Task prompt: Copy the records from the line with "Look at this image and locate every instance of long" up to and including the line with "top-left (42, 262), bottom-right (106, 340)", keeping the requests, and raise every coordinate in the answer boxes by 4.
* * *
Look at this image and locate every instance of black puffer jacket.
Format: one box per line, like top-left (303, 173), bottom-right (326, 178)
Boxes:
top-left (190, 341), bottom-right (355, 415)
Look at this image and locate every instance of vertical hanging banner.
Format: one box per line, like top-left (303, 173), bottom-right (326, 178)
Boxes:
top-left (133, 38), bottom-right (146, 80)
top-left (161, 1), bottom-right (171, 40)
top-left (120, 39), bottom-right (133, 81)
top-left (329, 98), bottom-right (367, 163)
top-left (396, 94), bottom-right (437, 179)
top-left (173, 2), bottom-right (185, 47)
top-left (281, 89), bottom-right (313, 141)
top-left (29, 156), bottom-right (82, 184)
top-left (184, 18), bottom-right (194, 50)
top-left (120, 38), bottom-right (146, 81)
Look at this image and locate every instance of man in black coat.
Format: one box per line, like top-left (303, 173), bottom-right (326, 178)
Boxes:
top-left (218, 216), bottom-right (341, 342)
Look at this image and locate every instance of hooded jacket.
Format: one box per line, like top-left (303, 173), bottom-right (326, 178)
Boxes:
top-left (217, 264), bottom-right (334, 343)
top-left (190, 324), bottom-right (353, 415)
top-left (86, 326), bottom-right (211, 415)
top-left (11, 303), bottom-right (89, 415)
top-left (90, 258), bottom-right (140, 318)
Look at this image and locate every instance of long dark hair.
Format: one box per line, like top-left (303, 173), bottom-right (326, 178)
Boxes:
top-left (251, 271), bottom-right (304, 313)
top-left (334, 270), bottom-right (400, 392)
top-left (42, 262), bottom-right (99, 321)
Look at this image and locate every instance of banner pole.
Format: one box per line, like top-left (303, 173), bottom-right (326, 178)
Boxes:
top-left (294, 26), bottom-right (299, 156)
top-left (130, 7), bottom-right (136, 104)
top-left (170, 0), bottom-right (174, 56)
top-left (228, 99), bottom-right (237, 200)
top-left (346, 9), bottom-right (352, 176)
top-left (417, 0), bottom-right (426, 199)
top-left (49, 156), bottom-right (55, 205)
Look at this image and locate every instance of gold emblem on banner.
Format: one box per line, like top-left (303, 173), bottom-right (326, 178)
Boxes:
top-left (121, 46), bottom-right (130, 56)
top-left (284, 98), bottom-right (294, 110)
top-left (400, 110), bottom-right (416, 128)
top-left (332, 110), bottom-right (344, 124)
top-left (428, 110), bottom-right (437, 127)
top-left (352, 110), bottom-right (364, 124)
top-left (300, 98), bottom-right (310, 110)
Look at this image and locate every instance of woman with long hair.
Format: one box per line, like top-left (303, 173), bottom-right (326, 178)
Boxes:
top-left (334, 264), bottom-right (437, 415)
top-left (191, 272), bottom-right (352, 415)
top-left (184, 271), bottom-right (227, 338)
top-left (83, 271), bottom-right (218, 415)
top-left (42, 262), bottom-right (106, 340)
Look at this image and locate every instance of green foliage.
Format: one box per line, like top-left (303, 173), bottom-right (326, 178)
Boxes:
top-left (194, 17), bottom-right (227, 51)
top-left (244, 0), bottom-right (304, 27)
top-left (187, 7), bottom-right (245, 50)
* * *
Output:
Look at this image and locate every instance of long dark hair.
Format: one box per line, like top-left (303, 173), bottom-right (326, 178)
Boxes:
top-left (255, 275), bottom-right (308, 317)
top-left (338, 274), bottom-right (404, 396)
top-left (46, 266), bottom-right (103, 325)
Look at this image and locate every instance of banner pole.
Format: one box per line, like top-left (303, 173), bottom-right (326, 178)
Boxes:
top-left (298, 30), bottom-right (303, 160)
top-left (134, 11), bottom-right (140, 108)
top-left (174, 4), bottom-right (178, 60)
top-left (232, 103), bottom-right (241, 204)
top-left (350, 13), bottom-right (356, 180)
top-left (421, 4), bottom-right (430, 203)
top-left (53, 160), bottom-right (59, 209)
Look at this image and locate every instance of gold emblem on banner.
Format: one box per line, like top-left (303, 173), bottom-right (326, 178)
Boxes:
top-left (125, 50), bottom-right (134, 60)
top-left (288, 102), bottom-right (298, 114)
top-left (404, 114), bottom-right (420, 132)
top-left (336, 114), bottom-right (348, 128)
top-left (432, 114), bottom-right (441, 131)
top-left (356, 114), bottom-right (368, 128)
top-left (304, 102), bottom-right (314, 114)
Look at this image and locate every instance of woman with long hair.
Format: one box per line, like top-left (303, 173), bottom-right (326, 178)
Boxes:
top-left (338, 268), bottom-right (441, 419)
top-left (195, 276), bottom-right (356, 419)
top-left (188, 275), bottom-right (231, 342)
top-left (87, 275), bottom-right (222, 419)
top-left (46, 266), bottom-right (110, 344)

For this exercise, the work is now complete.